[Saved data entries]
=== Begin Enclosure ===
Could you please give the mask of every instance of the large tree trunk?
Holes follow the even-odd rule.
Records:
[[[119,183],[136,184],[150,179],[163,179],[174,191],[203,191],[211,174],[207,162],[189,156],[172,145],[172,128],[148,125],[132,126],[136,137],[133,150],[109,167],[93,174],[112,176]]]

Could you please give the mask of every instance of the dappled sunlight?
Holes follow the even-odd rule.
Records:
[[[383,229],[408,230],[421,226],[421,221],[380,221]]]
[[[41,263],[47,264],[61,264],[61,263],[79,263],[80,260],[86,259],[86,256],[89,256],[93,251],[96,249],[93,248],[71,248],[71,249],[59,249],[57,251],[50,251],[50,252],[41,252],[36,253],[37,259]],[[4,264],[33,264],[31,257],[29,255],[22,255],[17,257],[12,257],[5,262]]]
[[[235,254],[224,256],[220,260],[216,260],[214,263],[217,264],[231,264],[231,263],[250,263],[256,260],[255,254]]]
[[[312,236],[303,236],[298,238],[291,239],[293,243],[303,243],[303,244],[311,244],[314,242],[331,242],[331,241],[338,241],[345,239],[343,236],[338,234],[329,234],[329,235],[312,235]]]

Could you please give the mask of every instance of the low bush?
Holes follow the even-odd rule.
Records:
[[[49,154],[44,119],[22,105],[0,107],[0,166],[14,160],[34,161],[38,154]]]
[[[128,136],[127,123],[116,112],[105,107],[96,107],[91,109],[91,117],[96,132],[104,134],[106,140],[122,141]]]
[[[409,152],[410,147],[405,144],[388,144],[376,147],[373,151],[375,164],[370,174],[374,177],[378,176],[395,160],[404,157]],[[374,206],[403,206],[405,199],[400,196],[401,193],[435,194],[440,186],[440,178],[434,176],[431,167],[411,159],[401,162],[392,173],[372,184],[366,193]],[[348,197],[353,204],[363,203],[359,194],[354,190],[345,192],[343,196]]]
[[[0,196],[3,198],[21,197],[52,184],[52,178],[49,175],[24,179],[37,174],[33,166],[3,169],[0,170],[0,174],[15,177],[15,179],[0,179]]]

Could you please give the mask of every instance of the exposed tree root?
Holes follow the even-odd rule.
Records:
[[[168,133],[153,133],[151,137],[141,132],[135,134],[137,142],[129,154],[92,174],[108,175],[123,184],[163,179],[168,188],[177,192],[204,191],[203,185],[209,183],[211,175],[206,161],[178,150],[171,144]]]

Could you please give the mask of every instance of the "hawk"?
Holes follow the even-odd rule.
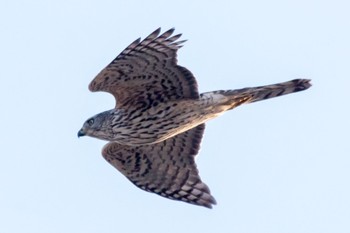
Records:
[[[212,208],[216,204],[195,164],[205,122],[241,104],[308,89],[308,79],[198,93],[193,74],[177,64],[184,40],[160,28],[135,40],[90,83],[116,99],[78,132],[109,141],[103,157],[139,188]]]

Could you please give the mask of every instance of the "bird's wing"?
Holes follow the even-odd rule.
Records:
[[[131,43],[92,80],[90,91],[111,93],[120,108],[155,99],[198,98],[196,79],[177,65],[176,52],[185,41],[177,41],[181,34],[173,32],[159,35],[159,28]]]
[[[103,157],[139,188],[166,198],[211,208],[216,204],[194,161],[204,124],[157,144],[108,143]]]

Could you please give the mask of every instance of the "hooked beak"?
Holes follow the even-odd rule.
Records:
[[[85,136],[85,132],[83,129],[79,130],[79,132],[78,132],[78,138],[80,138],[82,136]]]

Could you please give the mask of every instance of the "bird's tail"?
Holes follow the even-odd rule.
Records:
[[[309,79],[294,79],[288,82],[260,87],[248,87],[238,90],[219,91],[218,94],[229,97],[229,102],[232,106],[230,109],[232,109],[241,104],[252,103],[298,91],[304,91],[311,87],[310,81],[311,80]]]

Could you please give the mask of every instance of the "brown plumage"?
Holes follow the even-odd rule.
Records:
[[[136,186],[173,200],[216,204],[196,168],[204,123],[241,104],[306,90],[310,80],[198,93],[196,79],[177,65],[184,41],[157,29],[131,43],[90,83],[111,93],[114,109],[89,118],[78,132],[110,141],[103,157]]]

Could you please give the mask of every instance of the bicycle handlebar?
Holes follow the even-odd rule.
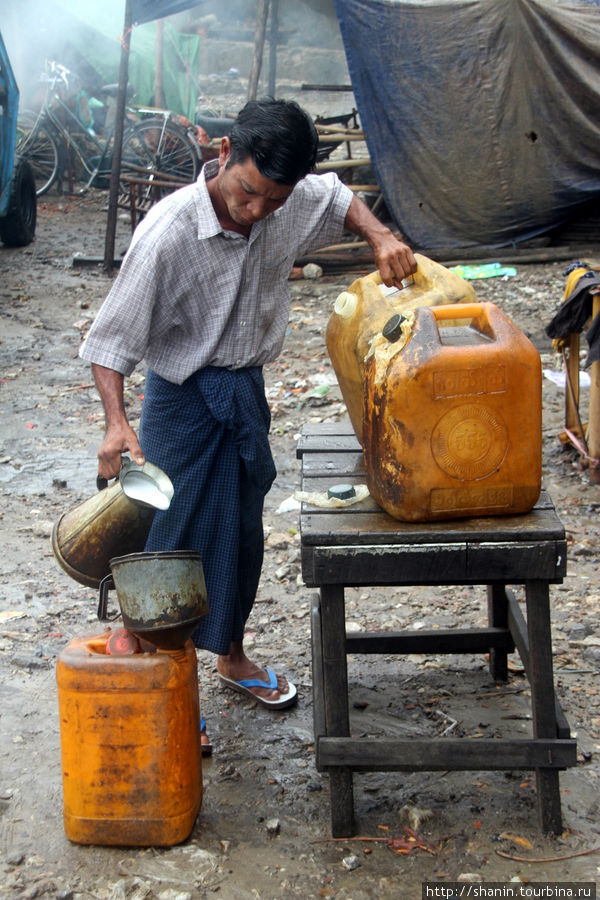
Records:
[[[46,71],[42,72],[40,75],[40,81],[45,82],[48,85],[54,85],[58,81],[62,81],[65,87],[69,87],[69,75],[72,75],[70,69],[67,69],[66,66],[61,65],[61,63],[57,63],[54,60],[46,61]]]

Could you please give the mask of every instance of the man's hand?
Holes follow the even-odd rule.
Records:
[[[138,466],[144,465],[144,454],[133,428],[127,422],[122,427],[108,428],[98,450],[99,477],[115,478],[121,468],[121,457],[127,452]]]
[[[402,290],[402,280],[409,278],[417,269],[410,247],[395,238],[390,229],[358,197],[352,198],[344,226],[371,245],[383,283]]]
[[[397,240],[392,232],[371,243],[375,263],[385,285],[402,290],[402,280],[412,275],[417,263],[409,246]]]

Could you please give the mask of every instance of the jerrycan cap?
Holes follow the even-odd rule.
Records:
[[[402,313],[395,313],[388,319],[382,329],[382,334],[384,338],[386,338],[390,344],[395,343],[402,333],[402,323],[404,322],[404,316]]]
[[[327,496],[336,500],[350,500],[356,497],[356,490],[353,484],[334,484],[327,491]]]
=== End Enclosure ===
PROBLEM DETAILS
Copy the records exactly as they appear, excluding images.

ANSWER FOR THIS EXERCISE
Could you please give the mask of every instance of the large tree trunk?
Holes follow the even-odd rule.
Records:
[[[119,183],[136,184],[150,179],[163,179],[174,191],[203,191],[211,174],[207,162],[189,156],[172,145],[172,128],[148,125],[132,126],[136,137],[133,150],[109,167],[93,174],[112,176]]]

Could you please give the mask of every instance of the dappled sunlight?
Holes follow the even-odd rule.
Records:
[[[383,229],[408,230],[421,226],[421,221],[380,221]]]
[[[41,263],[47,264],[61,264],[61,263],[79,263],[80,260],[86,259],[86,256],[89,256],[93,251],[96,249],[93,248],[71,248],[71,249],[59,249],[57,251],[50,251],[50,252],[41,252],[36,253],[37,259]],[[4,264],[33,264],[31,257],[29,255],[22,255],[17,257],[12,257],[5,262]]]
[[[235,254],[224,256],[220,260],[216,260],[214,263],[217,264],[231,264],[231,263],[250,263],[256,260],[255,254]]]
[[[312,236],[303,236],[298,238],[291,239],[293,243],[303,243],[303,244],[311,244],[314,242],[331,242],[331,241],[338,241],[345,239],[343,236],[338,234],[329,234],[329,235],[312,235]]]

Could you please give the mask of every instance of the low bush?
Holes follow the even-odd rule.
Records:
[[[49,154],[44,119],[22,105],[0,107],[0,166],[14,160],[34,161],[38,154]]]
[[[128,136],[127,123],[116,112],[105,107],[96,107],[91,109],[91,117],[96,132],[104,134],[106,140],[122,141]]]
[[[409,152],[410,147],[405,144],[388,144],[376,147],[373,151],[375,164],[370,174],[374,177],[378,176],[395,160],[404,157]],[[374,206],[403,206],[405,199],[400,196],[401,193],[435,194],[440,186],[440,178],[434,176],[431,167],[411,159],[401,162],[392,173],[372,184],[366,193]],[[348,197],[353,204],[363,203],[359,194],[354,190],[345,192],[343,196]]]
[[[0,196],[3,198],[21,197],[52,184],[52,178],[49,175],[24,179],[37,174],[33,166],[3,169],[0,170],[0,174],[15,177],[15,179],[0,179]]]

Could you please give the mask of every instance of the exposed tree root?
Holes follow the even-odd rule.
Records:
[[[168,133],[153,133],[151,137],[141,132],[135,134],[137,142],[129,154],[92,174],[108,175],[123,184],[163,179],[168,188],[177,192],[204,191],[203,185],[209,183],[211,175],[206,161],[178,150],[171,144]]]

Could you please give the mask of every instance of the "hawk"?
Holes follow the even-odd rule.
Records:
[[[212,208],[216,204],[195,164],[205,122],[241,104],[308,89],[308,79],[198,93],[193,74],[177,64],[184,40],[160,28],[135,40],[90,83],[116,99],[78,132],[109,141],[103,157],[139,188]]]

Could you please give the mask of every instance of the "bird's wing"?
Holes follow the even-odd rule.
Records:
[[[131,43],[92,80],[90,91],[111,93],[120,108],[155,99],[198,98],[196,79],[177,65],[176,52],[185,41],[177,41],[181,34],[173,32],[159,35],[159,28]]]
[[[103,157],[139,188],[166,198],[211,208],[216,204],[194,161],[204,124],[157,144],[108,143]]]

Could you please give the mask of every instance of the "hooked beak"?
Holes follow the even-odd rule.
Records:
[[[85,136],[85,132],[83,129],[79,130],[79,132],[78,132],[78,138],[80,138],[82,136]]]

Could you please give the mask of every instance of the "bird's tail"?
Holes follow the even-odd rule.
Records:
[[[309,79],[294,79],[288,82],[260,87],[248,87],[238,90],[219,91],[218,94],[229,97],[229,102],[232,106],[230,109],[232,109],[241,104],[252,103],[298,91],[304,91],[311,87],[310,81],[311,80]]]

Could you please give the mask of every instance of the "brown plumage"?
Holes follow the even-odd rule.
Records:
[[[136,186],[173,200],[216,204],[196,168],[204,123],[241,104],[306,90],[310,80],[198,93],[196,79],[177,65],[184,41],[157,29],[131,43],[90,83],[111,93],[114,109],[89,118],[78,132],[110,141],[103,157]]]

Could you please give the mask of every instance of the bicycle handlebar?
Holes follow the even-odd rule.
Records:
[[[46,71],[42,72],[40,75],[40,81],[45,82],[48,85],[54,85],[58,81],[62,81],[65,87],[69,87],[69,75],[72,75],[70,69],[67,69],[66,66],[61,65],[61,63],[57,63],[54,60],[46,61]]]

Could you please give the mask of every instance of the man's hand?
Holes follow the even-odd rule.
Records:
[[[138,466],[144,465],[144,454],[133,428],[127,422],[122,427],[108,428],[98,450],[99,477],[115,478],[121,468],[121,457],[127,452]]]
[[[402,290],[402,280],[409,278],[417,269],[410,247],[395,238],[390,229],[358,197],[352,198],[344,226],[371,245],[383,283]]]
[[[397,240],[392,232],[371,243],[375,263],[385,285],[402,290],[402,280],[412,275],[417,263],[409,246]]]

Could you please give the mask of every instance of the jerrycan cap?
Holes follow the even-odd rule.
Records:
[[[402,313],[395,313],[388,319],[382,329],[382,334],[384,338],[386,338],[390,344],[395,343],[402,333],[402,323],[404,322],[404,316]]]
[[[327,496],[336,500],[350,500],[356,497],[356,490],[353,484],[334,484],[327,491]]]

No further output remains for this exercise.